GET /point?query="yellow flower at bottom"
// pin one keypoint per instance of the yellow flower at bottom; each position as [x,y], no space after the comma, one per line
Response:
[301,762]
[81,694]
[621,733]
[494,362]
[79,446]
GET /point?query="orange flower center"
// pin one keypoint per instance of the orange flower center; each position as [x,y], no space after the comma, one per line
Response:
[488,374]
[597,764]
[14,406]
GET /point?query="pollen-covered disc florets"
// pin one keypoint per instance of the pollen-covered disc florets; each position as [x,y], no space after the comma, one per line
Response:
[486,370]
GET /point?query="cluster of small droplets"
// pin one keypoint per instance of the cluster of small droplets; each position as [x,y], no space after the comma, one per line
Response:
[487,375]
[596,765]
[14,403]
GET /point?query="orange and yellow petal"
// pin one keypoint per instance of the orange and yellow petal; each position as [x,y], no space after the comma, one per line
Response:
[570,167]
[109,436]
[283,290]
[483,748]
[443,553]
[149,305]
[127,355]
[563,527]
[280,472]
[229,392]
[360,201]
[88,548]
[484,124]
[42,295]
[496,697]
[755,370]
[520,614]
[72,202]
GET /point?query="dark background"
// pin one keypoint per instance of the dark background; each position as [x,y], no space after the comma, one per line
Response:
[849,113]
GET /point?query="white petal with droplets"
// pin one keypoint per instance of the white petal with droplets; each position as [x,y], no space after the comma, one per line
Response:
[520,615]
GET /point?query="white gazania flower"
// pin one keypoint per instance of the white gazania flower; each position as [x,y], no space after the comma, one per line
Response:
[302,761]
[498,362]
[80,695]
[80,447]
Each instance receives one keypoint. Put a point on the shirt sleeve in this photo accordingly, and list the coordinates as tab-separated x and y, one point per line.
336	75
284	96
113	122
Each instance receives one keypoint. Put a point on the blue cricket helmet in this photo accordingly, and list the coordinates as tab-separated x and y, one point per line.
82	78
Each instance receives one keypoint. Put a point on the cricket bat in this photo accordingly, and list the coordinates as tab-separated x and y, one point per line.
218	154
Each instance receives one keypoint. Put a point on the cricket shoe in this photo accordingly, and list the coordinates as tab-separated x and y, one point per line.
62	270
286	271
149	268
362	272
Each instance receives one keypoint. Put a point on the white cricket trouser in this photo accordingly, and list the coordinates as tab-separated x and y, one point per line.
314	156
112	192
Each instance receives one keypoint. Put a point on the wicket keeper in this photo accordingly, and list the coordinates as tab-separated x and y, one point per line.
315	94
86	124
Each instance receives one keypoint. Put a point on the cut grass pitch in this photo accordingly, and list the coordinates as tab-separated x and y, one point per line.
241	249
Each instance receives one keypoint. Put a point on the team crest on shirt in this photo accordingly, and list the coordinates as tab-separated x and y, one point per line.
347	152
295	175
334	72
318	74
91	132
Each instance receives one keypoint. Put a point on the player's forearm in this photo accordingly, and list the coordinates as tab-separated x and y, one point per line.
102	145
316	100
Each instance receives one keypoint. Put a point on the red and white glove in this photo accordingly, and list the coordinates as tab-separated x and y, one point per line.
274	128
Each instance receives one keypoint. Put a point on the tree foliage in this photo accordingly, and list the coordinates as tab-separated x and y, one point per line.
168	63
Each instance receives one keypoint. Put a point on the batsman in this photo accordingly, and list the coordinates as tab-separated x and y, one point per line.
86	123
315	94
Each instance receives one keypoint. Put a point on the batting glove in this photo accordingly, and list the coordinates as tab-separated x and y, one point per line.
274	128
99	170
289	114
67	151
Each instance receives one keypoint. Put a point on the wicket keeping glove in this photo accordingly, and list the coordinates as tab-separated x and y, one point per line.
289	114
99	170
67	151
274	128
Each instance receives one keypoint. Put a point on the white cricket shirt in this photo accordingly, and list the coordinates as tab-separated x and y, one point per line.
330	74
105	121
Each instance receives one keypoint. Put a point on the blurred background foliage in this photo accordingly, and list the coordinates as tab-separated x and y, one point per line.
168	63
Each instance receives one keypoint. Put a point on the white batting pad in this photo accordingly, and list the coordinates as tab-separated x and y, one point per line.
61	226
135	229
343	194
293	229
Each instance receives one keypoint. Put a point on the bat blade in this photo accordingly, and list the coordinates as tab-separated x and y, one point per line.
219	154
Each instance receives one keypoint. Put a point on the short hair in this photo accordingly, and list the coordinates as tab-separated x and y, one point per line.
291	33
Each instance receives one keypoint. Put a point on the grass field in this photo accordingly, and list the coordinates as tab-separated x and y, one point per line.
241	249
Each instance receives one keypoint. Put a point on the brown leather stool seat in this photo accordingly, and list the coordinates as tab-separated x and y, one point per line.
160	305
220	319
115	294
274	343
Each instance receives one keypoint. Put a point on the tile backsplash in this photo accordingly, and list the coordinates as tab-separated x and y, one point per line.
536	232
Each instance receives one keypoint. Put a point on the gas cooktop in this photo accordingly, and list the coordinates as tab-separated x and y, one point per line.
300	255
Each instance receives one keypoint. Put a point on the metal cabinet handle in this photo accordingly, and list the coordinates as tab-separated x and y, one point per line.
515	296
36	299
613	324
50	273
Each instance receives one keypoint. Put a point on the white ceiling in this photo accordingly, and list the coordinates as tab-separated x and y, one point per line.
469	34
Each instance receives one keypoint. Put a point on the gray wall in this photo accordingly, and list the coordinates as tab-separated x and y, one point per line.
===
### WHAT IS EXPECTED
Repeat the records above exactly.

### PROBLEM SOLUTION
GET /point?query="yellow flower at bottom"
// pin one keypoint per instance of the yellow flower at bottom; each position as [x,y], no space after the comma, one per line
Response:
[301,762]
[81,694]
[621,733]
[494,362]
[79,446]
GET /point?query="orange flower center"
// pin one keypoint per instance of the orange flower center; each position as [x,y], no space after the comma, one per line
Response:
[488,374]
[597,764]
[14,406]
GET /point?query="pollen-covered disc florets"
// pin one keypoint per instance of the pollen-covered disc florets; each position as [x,y], no space after the comma, one per line
Response:
[486,370]
GET /point?query="cluster of small droplets"
// pin one keypoint per instance of the cluster of small droplets; each position as [x,y], no space after the comma, one per line
Response:
[487,375]
[596,765]
[14,403]
GET /point?query="orange and yellow petal"
// pin one keypoint per instance of the orange and yellow petal; each position as [x,y], no space after the comma, one per line
Response:
[570,167]
[109,436]
[283,290]
[483,748]
[443,553]
[149,305]
[127,355]
[563,527]
[280,472]
[229,392]
[360,201]
[88,548]
[484,124]
[42,295]
[496,697]
[755,370]
[520,614]
[72,202]
GET /point?query="dark background"
// pin one keypoint per instance of the dark background; each position as [x,y], no space after the comma, one per line
Response:
[849,113]
GET /point?query="white petal with droplets"
// pin one keypoint per instance of the white petal with droplets; each position as [x,y], no space after the comma, one per line
Response:
[520,615]
GET /point?query="white gazania flower"
// pin one keypoint per instance of the white gazania flower; each position as [x,y], no space after the comma, one per line
Response:
[302,761]
[498,362]
[80,695]
[80,447]
Each instance receives one keypoint. Put a point on the shirt sleeve in this photo accordingly, and list the coordinates as tab-separated x and y, one point per line.
336	75
284	96
113	122
Each instance receives one keypoint. Put a point on the blue cricket helmet in this photo accordingly, and list the coordinates as tab-separated x and y, one point per line.
82	78
Each instance receives one keypoint. Put a point on the cricket bat in this photo accordingly, and list the coordinates as tab-separated x and y, one point per line.
218	154
Each instance receives one keypoint. Put a point on the cricket shoe in this photo accordingly, and list the coordinates as tab-separated x and y, one point per line.
62	270
286	271
149	268
362	272
Each instance receives one keypoint. Put a point on the white cricket trouser in this photo accordingly, and list the coordinates as tab-separated x and y, one point per line.
314	156
112	192
Each instance receives one keypoint. Put a point on the wicket keeper in this photo accordingly, and list the coordinates as tab-separated x and y, one point per line.
315	94
86	124
Each instance receives one keypoint. Put a point on the cut grass pitch in this photo accordingly, and list the coordinates as tab-separated x and y, one point per line.
241	249
Each instance receives one keypoint. Put a point on the team crest on shirt in this photo accordingly, and list the coordinates as tab-separated x and y, one point per line.
347	152
295	175
334	72
318	74
91	132
Each instance receives one keypoint. Put a point on the player's forearm in this photo accordingly, and list the coordinates as tab-separated x and y, one point per line.
102	145
316	100
Each instance receives one keypoint. Put a point on the red and white glove in this photo accordingly, and list the coordinates as tab-separated x and y, one point per line.
274	128
Each instance receives one keypoint. Put a point on the tree foliage in this photo accordingly, and list the coordinates as tab-separated x and y, one point per line.
168	63
Each instance receives one keypoint. Put a point on the batsman in this photo accordingly, and list the coordinates as tab-separated x and y, one point per line.
86	123
315	94
Each instance receives one keypoint. Put a point on the batting glove in this photo accordingly, and list the coordinates as tab-separated x and y, one point per line.
274	128
99	170
289	114
67	151
Each instance receives one keypoint. Put a point on the wicket keeping glove in this photo accordingly, and list the coordinates as tab-separated x and y, one point per line.
289	114
99	170
67	151
274	128
Each instance receives one keypoint. Put a point on the white cricket shirt in this photo accordingly, and list the coordinates as tab-separated x and y, one point per line.
330	74
105	121
Each instance receives one keypoint. Put a point on the blurred background foliage in this photo accordingly, and list the coordinates as tab-separated x and y, one point per line.
168	63
Each instance receives one keypoint. Put a point on the white batting pad in this photo accordingly, and list the coordinates as tab-separated x and y, one point per line.
61	226
135	229
343	194
293	229
Each instance receives one keypoint. Put a point on the bat blade in this photo accordingly, and list the coordinates as tab-separated x and y, one point per line.
219	154
Each instance receives one keypoint. Put a point on the short hair in this photo accordingly, and list the coordinates as tab-separated x and y, one point per line.
291	33
Each instance receives one keypoint. Put a point on the grass field in this photo accordingly, and list the coordinates as tab-separated x and y, one point per line.
241	249
Each instance receives one keypoint. Put a point on the brown leather stool seat in this photo accordingly, and list the coordinates as tab-separated x and y, one point per line.
160	305
220	319
115	294
274	343
Each instance receives one keypoint. Put a point on the tile backsplash in this photo accordingly, and list the coordinates as tab-separated x and y, one point per line.
536	232
Each instance receives one keypoint. Put a point on the gas cooktop in this photo accordingly, and list the coordinates as tab-separated x and y, one point per line.
300	255
Each instance receives one keypoint. Put a point on the metal cabinet handle in this photo accordingly, and list the coordinates as tab-separated x and y, one point per line.
515	296
36	299
613	324
50	273
Each instance receives one keypoint. Put a point on the white ceiling in this photo accordingly, and list the coordinates as tab-separated x and y, one point per line.
469	34
Each instance receives one keypoint. Put a point on the gray wall in this photo accordingly, and list the coordinates as tab-separated x and y, one point per line.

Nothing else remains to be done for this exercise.